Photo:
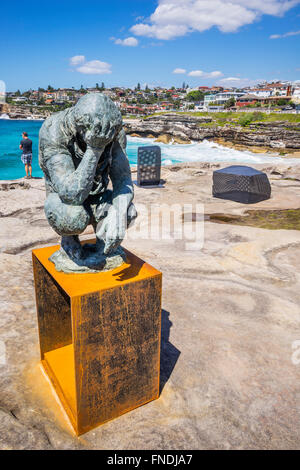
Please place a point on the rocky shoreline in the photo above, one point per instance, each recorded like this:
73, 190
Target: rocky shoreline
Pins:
230, 317
278, 136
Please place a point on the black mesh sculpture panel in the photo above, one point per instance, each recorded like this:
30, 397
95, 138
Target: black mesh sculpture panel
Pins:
241, 184
149, 164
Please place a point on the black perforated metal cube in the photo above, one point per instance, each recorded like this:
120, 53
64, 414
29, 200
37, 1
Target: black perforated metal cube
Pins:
241, 184
149, 165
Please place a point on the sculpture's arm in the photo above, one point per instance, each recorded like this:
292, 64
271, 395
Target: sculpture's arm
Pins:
120, 175
114, 226
73, 186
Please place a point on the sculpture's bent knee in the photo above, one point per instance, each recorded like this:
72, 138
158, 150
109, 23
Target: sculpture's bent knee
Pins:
64, 218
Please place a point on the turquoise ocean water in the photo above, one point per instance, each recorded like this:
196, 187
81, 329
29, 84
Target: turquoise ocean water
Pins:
11, 166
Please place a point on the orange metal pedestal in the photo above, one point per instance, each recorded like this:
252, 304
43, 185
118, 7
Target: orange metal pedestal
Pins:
99, 337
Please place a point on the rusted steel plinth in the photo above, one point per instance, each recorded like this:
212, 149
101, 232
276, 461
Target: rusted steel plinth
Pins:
99, 337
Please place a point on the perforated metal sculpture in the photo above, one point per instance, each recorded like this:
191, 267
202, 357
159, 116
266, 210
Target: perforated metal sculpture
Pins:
241, 184
149, 165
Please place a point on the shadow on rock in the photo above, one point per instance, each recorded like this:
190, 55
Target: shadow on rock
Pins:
169, 353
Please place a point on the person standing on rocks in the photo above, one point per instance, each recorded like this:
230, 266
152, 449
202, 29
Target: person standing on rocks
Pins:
26, 146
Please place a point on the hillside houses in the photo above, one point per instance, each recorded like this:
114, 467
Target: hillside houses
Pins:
138, 101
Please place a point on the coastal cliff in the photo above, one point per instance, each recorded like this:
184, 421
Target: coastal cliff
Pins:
280, 135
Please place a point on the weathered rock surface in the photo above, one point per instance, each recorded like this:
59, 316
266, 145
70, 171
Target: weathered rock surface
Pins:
276, 135
230, 317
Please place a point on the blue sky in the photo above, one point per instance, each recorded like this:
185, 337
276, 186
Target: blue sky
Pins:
119, 42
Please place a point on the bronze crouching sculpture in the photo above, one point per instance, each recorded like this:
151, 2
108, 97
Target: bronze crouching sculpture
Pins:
81, 150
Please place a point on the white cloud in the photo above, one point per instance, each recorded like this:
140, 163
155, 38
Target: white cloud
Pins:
175, 18
95, 67
77, 59
131, 42
178, 70
200, 73
239, 82
231, 79
285, 35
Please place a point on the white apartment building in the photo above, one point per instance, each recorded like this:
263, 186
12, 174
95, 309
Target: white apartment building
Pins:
221, 98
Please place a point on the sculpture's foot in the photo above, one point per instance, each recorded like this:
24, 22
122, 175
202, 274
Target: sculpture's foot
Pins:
87, 258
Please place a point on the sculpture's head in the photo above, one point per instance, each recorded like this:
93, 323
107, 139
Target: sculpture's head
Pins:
96, 119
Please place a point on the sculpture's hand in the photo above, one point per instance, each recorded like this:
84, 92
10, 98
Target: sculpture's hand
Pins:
100, 134
113, 229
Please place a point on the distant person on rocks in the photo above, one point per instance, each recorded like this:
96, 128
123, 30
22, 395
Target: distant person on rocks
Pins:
26, 146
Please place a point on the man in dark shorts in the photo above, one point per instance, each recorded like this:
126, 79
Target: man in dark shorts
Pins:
26, 146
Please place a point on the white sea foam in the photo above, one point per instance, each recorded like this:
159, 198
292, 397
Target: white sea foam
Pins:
207, 151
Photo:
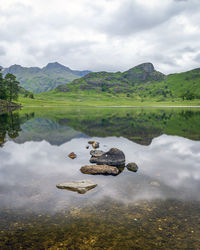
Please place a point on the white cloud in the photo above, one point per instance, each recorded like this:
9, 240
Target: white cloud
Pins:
100, 35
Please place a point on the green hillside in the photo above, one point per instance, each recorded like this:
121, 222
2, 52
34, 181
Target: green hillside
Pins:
38, 80
142, 82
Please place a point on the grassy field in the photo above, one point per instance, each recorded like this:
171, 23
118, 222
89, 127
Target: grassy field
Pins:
92, 98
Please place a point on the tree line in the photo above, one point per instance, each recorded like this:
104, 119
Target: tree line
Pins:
9, 87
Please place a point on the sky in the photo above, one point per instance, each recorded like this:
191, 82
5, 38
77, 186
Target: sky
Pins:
111, 35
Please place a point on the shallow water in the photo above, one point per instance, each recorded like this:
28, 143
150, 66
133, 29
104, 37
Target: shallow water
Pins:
157, 207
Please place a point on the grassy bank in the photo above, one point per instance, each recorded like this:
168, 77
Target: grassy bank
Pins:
91, 98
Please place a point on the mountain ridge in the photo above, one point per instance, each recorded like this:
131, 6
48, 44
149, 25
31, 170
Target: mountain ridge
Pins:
43, 79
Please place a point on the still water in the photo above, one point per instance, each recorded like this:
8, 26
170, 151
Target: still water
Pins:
157, 207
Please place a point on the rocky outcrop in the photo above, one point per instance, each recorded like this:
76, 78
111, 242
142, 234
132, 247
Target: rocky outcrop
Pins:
77, 186
99, 169
114, 157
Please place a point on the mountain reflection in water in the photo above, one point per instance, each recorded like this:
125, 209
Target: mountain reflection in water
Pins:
157, 207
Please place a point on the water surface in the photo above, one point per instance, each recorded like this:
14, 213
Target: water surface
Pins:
157, 207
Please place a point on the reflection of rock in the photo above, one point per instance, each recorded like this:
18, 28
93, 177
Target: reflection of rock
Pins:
72, 155
100, 169
77, 186
132, 167
96, 153
114, 157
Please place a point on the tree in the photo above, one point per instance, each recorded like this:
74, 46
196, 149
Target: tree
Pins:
12, 87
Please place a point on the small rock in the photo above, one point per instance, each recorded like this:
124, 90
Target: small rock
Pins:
96, 153
93, 159
99, 169
78, 186
155, 183
91, 142
114, 157
95, 144
132, 167
72, 155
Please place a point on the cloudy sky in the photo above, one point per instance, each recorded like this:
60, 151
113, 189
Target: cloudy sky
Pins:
99, 35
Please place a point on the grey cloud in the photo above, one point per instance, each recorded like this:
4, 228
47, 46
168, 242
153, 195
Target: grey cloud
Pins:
2, 51
132, 17
197, 58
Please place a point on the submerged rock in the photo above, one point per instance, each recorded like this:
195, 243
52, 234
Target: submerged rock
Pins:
91, 142
99, 169
94, 144
72, 155
77, 186
132, 167
114, 157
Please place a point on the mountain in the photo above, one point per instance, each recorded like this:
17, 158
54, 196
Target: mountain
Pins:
38, 80
116, 82
142, 82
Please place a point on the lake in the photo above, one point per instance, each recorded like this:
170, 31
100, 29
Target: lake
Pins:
157, 207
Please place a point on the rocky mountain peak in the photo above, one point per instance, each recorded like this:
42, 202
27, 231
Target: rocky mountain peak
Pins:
147, 67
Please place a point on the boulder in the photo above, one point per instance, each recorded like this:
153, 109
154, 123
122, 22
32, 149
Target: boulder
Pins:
114, 157
96, 153
132, 167
99, 169
77, 186
95, 144
72, 155
91, 142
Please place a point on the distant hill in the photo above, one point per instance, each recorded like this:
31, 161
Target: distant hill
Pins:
142, 82
116, 82
38, 80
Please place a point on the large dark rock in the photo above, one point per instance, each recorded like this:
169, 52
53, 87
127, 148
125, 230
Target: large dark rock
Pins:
100, 169
96, 153
114, 157
132, 167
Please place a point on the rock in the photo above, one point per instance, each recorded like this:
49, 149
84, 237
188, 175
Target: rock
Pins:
93, 159
91, 142
114, 157
95, 144
132, 167
155, 183
100, 169
96, 153
78, 186
72, 155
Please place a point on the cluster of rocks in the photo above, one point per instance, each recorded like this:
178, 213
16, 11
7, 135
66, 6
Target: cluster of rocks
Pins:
107, 163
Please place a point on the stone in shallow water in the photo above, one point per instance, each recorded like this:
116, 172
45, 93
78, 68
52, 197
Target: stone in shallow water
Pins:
72, 155
78, 186
96, 153
100, 169
132, 167
114, 157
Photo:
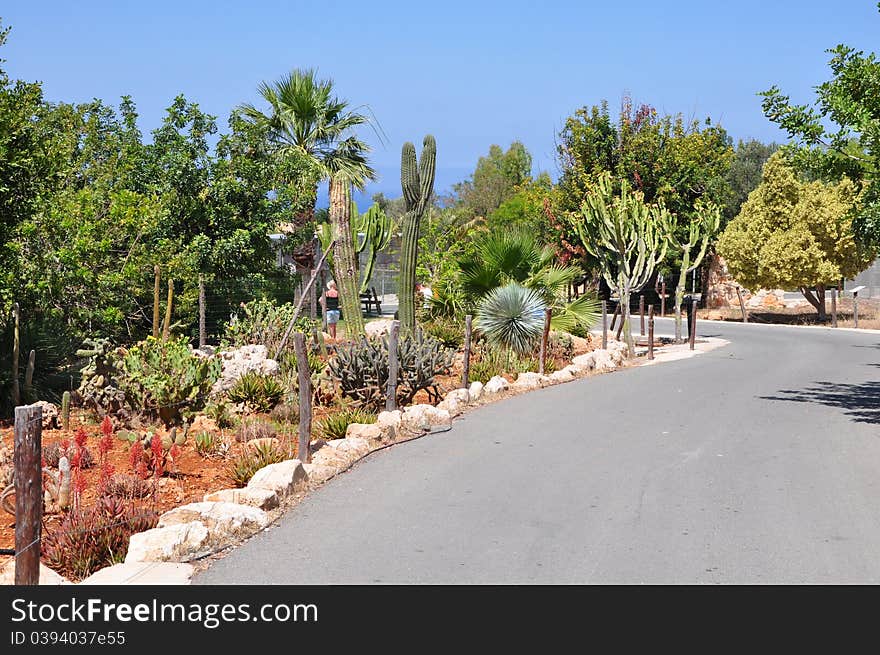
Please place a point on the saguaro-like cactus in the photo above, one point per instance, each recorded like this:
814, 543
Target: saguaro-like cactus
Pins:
344, 257
65, 411
417, 181
702, 227
627, 236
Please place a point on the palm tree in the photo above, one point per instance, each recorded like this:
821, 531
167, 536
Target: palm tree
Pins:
305, 118
515, 256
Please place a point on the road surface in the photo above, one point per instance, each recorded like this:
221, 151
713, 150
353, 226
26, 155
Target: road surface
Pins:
758, 462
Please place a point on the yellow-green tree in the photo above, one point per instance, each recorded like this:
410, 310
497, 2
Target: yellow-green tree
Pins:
793, 234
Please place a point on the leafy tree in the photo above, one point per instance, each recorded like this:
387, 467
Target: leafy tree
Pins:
665, 158
702, 227
305, 117
744, 174
627, 236
794, 234
514, 256
494, 180
839, 135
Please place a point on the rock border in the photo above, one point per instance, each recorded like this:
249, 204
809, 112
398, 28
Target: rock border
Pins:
226, 518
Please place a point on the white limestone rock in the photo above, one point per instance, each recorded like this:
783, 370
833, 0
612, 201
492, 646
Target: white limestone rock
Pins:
496, 385
264, 499
284, 478
175, 543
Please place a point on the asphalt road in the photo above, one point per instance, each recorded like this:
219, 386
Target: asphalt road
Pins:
758, 462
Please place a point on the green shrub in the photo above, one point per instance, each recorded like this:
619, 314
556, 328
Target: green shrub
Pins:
218, 411
254, 429
164, 378
251, 459
335, 425
258, 392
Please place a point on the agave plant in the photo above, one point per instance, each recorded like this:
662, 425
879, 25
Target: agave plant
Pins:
516, 257
512, 316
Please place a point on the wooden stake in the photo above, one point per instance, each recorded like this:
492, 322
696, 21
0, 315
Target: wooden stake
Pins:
856, 308
544, 338
300, 302
663, 299
393, 366
304, 381
742, 304
466, 371
166, 326
28, 475
604, 325
156, 302
16, 346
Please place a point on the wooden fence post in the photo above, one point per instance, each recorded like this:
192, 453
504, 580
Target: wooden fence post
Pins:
855, 308
203, 333
28, 472
544, 338
833, 306
16, 347
604, 325
742, 304
663, 299
466, 369
304, 381
393, 364
642, 313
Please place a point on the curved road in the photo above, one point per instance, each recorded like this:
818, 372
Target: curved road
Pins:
758, 462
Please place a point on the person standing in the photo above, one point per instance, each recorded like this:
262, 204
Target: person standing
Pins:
332, 297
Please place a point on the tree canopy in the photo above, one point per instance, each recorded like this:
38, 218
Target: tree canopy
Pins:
794, 234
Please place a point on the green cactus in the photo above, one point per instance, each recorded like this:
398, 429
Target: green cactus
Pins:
362, 369
28, 389
417, 180
65, 411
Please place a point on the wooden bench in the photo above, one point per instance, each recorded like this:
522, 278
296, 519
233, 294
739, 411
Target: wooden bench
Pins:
370, 300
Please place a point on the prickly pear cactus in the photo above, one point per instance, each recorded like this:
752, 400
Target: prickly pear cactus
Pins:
99, 388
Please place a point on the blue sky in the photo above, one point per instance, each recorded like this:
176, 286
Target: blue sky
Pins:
471, 73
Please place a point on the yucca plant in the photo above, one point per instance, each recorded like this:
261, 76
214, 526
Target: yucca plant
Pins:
512, 317
516, 257
260, 393
336, 425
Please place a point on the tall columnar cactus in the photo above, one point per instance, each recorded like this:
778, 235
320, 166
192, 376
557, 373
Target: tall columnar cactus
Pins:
702, 227
376, 227
65, 411
16, 345
344, 256
28, 388
627, 236
417, 180
166, 327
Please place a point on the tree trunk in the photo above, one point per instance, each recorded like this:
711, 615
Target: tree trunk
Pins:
344, 258
406, 293
817, 300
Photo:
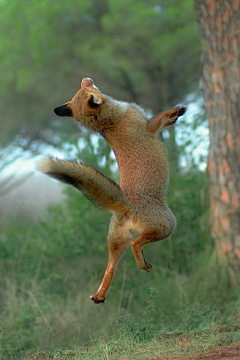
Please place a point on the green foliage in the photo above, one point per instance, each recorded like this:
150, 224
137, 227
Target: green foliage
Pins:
142, 330
143, 51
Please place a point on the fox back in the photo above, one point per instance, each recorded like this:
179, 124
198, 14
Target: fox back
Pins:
139, 205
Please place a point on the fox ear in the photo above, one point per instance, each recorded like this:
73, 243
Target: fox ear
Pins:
94, 101
64, 110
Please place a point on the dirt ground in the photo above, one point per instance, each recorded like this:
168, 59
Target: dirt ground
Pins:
230, 352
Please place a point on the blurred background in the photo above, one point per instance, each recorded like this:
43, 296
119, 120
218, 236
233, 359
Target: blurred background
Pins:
53, 247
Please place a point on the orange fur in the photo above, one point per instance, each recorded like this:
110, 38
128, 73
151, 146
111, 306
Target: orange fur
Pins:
139, 204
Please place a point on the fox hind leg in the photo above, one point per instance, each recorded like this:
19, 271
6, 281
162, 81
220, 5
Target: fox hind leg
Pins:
118, 240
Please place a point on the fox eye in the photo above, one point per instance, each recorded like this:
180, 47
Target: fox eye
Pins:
94, 101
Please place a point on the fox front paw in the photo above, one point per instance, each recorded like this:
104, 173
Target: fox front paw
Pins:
96, 299
147, 267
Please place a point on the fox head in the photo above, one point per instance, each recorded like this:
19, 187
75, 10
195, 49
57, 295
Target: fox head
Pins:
91, 108
104, 114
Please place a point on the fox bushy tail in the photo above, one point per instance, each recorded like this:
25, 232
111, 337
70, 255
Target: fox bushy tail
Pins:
95, 186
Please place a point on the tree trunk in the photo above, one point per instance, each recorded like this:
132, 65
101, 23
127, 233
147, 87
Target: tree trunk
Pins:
219, 22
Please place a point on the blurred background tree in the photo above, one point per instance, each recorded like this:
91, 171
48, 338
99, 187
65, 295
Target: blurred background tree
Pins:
220, 29
142, 51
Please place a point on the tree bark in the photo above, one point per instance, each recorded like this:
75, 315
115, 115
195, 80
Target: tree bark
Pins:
219, 22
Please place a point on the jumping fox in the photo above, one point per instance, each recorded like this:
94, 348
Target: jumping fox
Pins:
140, 211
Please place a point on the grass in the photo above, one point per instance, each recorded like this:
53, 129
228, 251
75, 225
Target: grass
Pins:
161, 346
49, 270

● ● ● ● ●

▶ _WHAT THE TASK REQUIRES_:
Return the lines of the listing where the string "mesh" appears.

▶ _PROBLEM SOLUTION_:
Please place a point on the black mesh sculpture panel in the photo above, one point per instance, each recorded like this:
Target: black mesh sculpture panel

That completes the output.